# Quesito 1
Secondo la testimonianza di guerra, in quale giorno chi racconta è stato ferito in Albania?
# Quesito 2
Riporta alla lettera il passo della testimonianza compreso tra "Va bene, fino" e "Alle ore 12.", estremi inclusi.

# Testo fornito
--------------------------------------------------

Nel periodo della guerra, io sono anche invalido di guerra, rimasto ferito in Albania, facevo parte della Divisione Acqui, però sono rimasto ferito il secondo giorno di Natale del 1940.
[…] Viene però l’8 settembre. Allora cosa succede? L’8 settembre era già venuto, come avevo detto prima. Lì avevano installato anche una stazione di Brigate Nere, le quali mattina e sera controllavano i documenti a tutti. Dovevamo avere la carta d’identità, farla vedere. Oggi c’era uno, domani un altro, e chiedevano continuamente questi documenti.
Va bene, fino a qui non era ancora successo nulla. Se non che prima il primo novembre i repubblichini, cioè i facenti parte della tristemente nota Repubblica Sociale Italiana di Salò, avevano formato queste Formazioni Nere, le cosiddette Brigate Nere, ed in più la Guardia Repubblicana, sempre formazioni fasciste che aiutavano, collaboravano strettamente con i tedeschi ecc…
Il primo novembre del ’44, anzi, alcuni giorni prima, due o tre giorni prima avevano messo dei gran manifesti nella frazione di Migliarina, lì dove io ero sceso dal tram, dovevo poi farmela a piedi fino a Bonviaggio. Avevano messo dei gran manifesti dove dicevano: il giorno primo novembre dalle ore 12 saranno passati per le armi dodici banditi. Alle ore 12.

--------------------------------------------------

Elementi da una raccolta di etichettatura
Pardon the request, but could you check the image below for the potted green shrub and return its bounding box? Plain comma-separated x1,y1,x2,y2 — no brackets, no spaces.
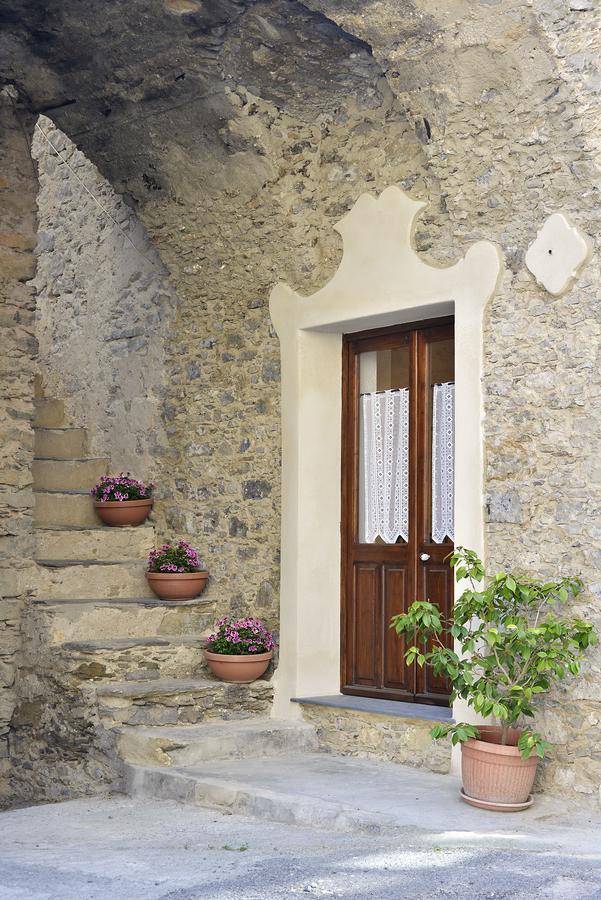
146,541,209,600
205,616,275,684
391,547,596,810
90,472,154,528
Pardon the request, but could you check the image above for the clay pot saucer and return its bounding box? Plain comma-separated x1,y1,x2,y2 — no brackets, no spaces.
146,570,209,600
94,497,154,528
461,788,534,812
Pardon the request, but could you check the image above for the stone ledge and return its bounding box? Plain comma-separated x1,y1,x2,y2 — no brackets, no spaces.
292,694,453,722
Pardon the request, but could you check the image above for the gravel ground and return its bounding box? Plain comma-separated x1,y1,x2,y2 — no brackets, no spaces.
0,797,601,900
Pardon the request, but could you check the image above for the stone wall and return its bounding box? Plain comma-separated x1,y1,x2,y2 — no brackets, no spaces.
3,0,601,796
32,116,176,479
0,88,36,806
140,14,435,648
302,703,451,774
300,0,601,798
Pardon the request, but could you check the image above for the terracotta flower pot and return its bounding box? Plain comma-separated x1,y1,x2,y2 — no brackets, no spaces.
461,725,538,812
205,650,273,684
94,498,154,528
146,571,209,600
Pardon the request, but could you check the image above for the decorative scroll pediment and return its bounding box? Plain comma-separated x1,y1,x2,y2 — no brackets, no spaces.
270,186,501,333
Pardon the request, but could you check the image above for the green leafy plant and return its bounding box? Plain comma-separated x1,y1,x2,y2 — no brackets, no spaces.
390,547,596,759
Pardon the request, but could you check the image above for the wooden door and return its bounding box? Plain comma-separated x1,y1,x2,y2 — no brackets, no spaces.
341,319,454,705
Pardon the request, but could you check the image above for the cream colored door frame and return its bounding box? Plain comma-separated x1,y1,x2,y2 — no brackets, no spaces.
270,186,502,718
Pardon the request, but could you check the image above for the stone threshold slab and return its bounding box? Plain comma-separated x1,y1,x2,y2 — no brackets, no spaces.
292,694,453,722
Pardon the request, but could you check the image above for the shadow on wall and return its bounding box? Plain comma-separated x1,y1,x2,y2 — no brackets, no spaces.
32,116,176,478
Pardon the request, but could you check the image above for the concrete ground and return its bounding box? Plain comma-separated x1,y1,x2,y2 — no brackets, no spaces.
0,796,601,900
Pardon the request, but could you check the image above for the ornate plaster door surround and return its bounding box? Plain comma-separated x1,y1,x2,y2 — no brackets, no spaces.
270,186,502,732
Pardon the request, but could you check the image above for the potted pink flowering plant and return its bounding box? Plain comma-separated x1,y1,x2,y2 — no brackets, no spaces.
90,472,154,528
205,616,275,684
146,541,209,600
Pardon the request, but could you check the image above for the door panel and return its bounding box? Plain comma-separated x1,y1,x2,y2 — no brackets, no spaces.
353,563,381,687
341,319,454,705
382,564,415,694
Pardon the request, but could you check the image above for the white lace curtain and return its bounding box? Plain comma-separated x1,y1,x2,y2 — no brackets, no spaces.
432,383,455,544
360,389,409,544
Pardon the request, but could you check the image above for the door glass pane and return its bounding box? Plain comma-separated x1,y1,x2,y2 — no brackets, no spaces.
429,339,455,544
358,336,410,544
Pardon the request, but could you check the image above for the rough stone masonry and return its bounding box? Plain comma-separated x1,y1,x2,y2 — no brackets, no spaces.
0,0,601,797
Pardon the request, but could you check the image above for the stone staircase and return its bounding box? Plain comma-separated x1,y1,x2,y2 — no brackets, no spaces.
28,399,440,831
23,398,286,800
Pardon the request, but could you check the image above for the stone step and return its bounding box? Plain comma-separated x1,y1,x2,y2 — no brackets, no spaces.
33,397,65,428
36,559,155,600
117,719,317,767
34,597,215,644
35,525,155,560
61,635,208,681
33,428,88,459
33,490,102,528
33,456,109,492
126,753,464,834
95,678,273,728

--------------------------------------------------

# Risultato corretto 1
Il secondo giorno di Natale del 1940.

# Risultato corretto 2
Va bene, fino a qui non era ancora successo nulla. Se non che prima il primo novembre i repubblichini, cioè i facenti parte della tristemente nota Repubblica Sociale Italiana di Salò, avevano formato queste Formazioni Nere, le cosiddette Brigate Nere, ed in più la Guardia Repubblicana, sempre formazioni fasciste che aiutavano, collaboravano strettamente con i tedeschi ecc…
Il primo novembre del ’44, anzi, alcuni giorni prima, due o tre giorni prima avevano messo dei gran manifesti nella frazione di Migliarina, lì dove io ero sceso dal tram, dovevo poi farmela a piedi fino a Bonviaggio. Avevano messo dei gran manifesti dove dicevano: il giorno primo novembre dalle ore 12 saranno passati per le armi dodici banditi. Alle ore 12.